Exercise brief:
Reproduce each line of the listing below verbatim, from start to finish.

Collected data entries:
━━━━━━

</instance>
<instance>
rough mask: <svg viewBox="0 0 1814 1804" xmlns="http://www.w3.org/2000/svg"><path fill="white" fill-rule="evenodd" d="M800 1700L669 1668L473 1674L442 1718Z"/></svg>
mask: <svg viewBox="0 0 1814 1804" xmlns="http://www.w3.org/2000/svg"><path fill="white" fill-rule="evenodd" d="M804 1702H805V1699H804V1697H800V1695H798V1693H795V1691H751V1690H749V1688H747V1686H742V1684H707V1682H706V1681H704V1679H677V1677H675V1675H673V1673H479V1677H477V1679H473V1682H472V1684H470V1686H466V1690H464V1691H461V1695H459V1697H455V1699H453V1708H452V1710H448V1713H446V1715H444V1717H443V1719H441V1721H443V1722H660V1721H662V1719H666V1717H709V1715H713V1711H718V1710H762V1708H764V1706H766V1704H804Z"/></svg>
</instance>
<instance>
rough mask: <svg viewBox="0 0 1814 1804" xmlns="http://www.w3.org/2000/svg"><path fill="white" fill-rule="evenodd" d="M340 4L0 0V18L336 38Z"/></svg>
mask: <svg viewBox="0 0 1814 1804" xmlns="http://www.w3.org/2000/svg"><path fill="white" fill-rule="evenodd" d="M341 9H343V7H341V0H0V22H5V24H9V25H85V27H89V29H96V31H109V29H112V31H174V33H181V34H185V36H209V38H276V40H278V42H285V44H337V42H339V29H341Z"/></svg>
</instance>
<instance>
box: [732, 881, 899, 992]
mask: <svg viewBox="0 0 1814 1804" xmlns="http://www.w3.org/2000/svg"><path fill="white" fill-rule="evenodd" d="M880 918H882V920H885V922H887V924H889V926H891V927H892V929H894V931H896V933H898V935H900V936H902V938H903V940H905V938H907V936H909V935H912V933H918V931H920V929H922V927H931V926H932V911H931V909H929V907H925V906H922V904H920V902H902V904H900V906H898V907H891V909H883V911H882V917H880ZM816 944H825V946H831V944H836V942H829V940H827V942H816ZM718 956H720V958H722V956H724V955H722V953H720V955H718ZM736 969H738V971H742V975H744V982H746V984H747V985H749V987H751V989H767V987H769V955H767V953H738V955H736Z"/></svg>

━━━━━━

Written solution:
</instance>
<instance>
rough mask: <svg viewBox="0 0 1814 1804" xmlns="http://www.w3.org/2000/svg"><path fill="white" fill-rule="evenodd" d="M800 1700L669 1668L473 1674L442 1718Z"/></svg>
mask: <svg viewBox="0 0 1814 1804" xmlns="http://www.w3.org/2000/svg"><path fill="white" fill-rule="evenodd" d="M804 1702H805V1699H804V1697H800V1695H798V1693H795V1691H751V1690H749V1688H747V1686H742V1684H707V1682H706V1681H704V1679H677V1677H675V1675H673V1673H479V1677H477V1679H473V1682H472V1684H470V1686H466V1690H464V1691H461V1695H459V1697H455V1699H453V1708H452V1710H448V1713H446V1715H444V1717H443V1719H441V1721H443V1722H660V1721H662V1719H666V1717H709V1715H713V1711H718V1710H762V1708H764V1706H766V1704H804Z"/></svg>
</instance>
<instance>
rough mask: <svg viewBox="0 0 1814 1804" xmlns="http://www.w3.org/2000/svg"><path fill="white" fill-rule="evenodd" d="M340 4L0 0V18L336 38Z"/></svg>
mask: <svg viewBox="0 0 1814 1804" xmlns="http://www.w3.org/2000/svg"><path fill="white" fill-rule="evenodd" d="M341 9H343V7H341V0H0V22H5V24H9V25H85V27H89V29H96V31H109V29H112V31H174V33H181V34H185V36H209V38H276V40H278V42H285V44H337V42H339V29H341Z"/></svg>
</instance>
<instance>
box: [732, 881, 899, 992]
mask: <svg viewBox="0 0 1814 1804" xmlns="http://www.w3.org/2000/svg"><path fill="white" fill-rule="evenodd" d="M880 918H882V920H885V922H887V924H889V926H891V927H892V929H894V931H896V933H898V935H900V936H902V938H903V940H905V938H907V936H909V935H912V933H918V931H920V929H922V927H931V926H932V911H931V909H929V907H925V906H922V904H920V902H902V904H900V906H898V907H891V909H883V911H882V917H880ZM816 944H825V946H831V944H836V942H829V940H827V942H816ZM718 956H720V958H722V956H724V955H722V953H720V955H718ZM736 969H738V971H742V975H744V982H746V984H747V985H749V987H751V989H767V987H769V955H767V953H738V955H736Z"/></svg>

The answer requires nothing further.